**DATASET EXCERPTS:**
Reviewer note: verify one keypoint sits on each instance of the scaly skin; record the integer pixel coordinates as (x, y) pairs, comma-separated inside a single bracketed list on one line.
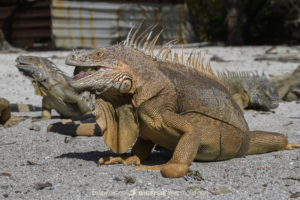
[(250, 91), (5, 114), (177, 106), (51, 83), (288, 85)]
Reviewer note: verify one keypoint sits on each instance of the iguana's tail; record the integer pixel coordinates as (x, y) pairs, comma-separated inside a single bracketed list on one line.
[(83, 127), (24, 108), (263, 142)]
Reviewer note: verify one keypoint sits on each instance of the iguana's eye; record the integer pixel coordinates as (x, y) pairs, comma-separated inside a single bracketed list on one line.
[(125, 86), (99, 54)]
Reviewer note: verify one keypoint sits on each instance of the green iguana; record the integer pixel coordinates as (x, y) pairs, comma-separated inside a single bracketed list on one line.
[(51, 83), (175, 106), (6, 119), (288, 85), (250, 91)]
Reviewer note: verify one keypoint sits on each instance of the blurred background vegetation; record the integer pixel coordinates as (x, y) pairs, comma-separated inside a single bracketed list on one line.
[(246, 21)]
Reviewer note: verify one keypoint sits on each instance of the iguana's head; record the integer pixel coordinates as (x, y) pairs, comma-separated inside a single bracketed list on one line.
[(112, 76), (40, 70), (262, 95)]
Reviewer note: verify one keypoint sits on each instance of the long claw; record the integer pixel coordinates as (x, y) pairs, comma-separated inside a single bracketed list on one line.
[(131, 160), (291, 146)]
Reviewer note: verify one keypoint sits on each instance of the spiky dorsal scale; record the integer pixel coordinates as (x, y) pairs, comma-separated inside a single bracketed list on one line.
[(143, 43)]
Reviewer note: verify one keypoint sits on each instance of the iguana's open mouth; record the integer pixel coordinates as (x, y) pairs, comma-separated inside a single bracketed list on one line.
[(86, 71)]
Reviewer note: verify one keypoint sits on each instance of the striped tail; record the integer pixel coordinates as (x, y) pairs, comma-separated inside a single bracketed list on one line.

**REQUIREMENTS:** Reproduce the lines above word for word, omitting the picture.

**FULL SOLUTION:**
Reviewer note: verify one keypoint sits on each instance of the scaly skin; record the integer pixel coordinates as (x, y) pairs, comma-separated inside a single bracketed list on one line.
[(250, 91), (5, 114), (177, 106), (51, 83), (288, 85)]
Reviewer note: verify one keypoint sits on each instance of the iguana's tail; record the integer pixel coordinates as (x, y) pairs, comma-separated inside a single bracketed list on one line.
[(83, 127), (24, 108), (263, 142)]
Reviewer note: verify one keypoint sits on each instance of the iguana's eye; record the integer pixel coordinates as (x, y) pairs, comma-separated inside a single bracketed list on one line.
[(125, 86), (99, 54)]
Reviewer note: verify one keypoint sits on each instance of the green iguana; record the integer pixel coordinates as (x, y) pairs, comma-separated inside a single bracketed list on one line.
[(51, 83), (175, 106), (6, 119), (288, 85), (250, 91)]
Reviewer note: verify one keypoint sits on each instance of the blurred background vegetation; record the integer pixel coordinates as (x, y) pairs, comma-separated inside a single bracketed list on one line.
[(246, 21)]
Reviewer note: verify one keypoint sits on each instance of the iguana's head; record the integer pixel coordinates as (x, y) pairs, comma-separated inside a single bracketed list on one line.
[(112, 76), (40, 70), (262, 95)]
Reviewer note: verify one keypoint sits on each instance of the long claw; record the integer pixel coordinates as (x, y) pairs, comma-separated inside a single bracketed list on one line.
[(131, 160), (291, 146)]
Reviewer note: verify one keypoint sits on each instance of the spiky dorsal scale; record the integer pixel coordinates as (x, y) pairs, comma-separated inside a single bracketed list on one line.
[(143, 43)]
Reviewer note: verify one keypoint sits on each instance of the iguana's open mouth; record the integer pixel coordinates as (x, y) pairs, comma-separated inside a single bracketed list on one line.
[(86, 71)]
Reviewer note: verify one keypoint sits on each instance of the striped tail; record the integer pixel coordinates as (x, y) pairs, comma-separated inside a single bracketed list on one line.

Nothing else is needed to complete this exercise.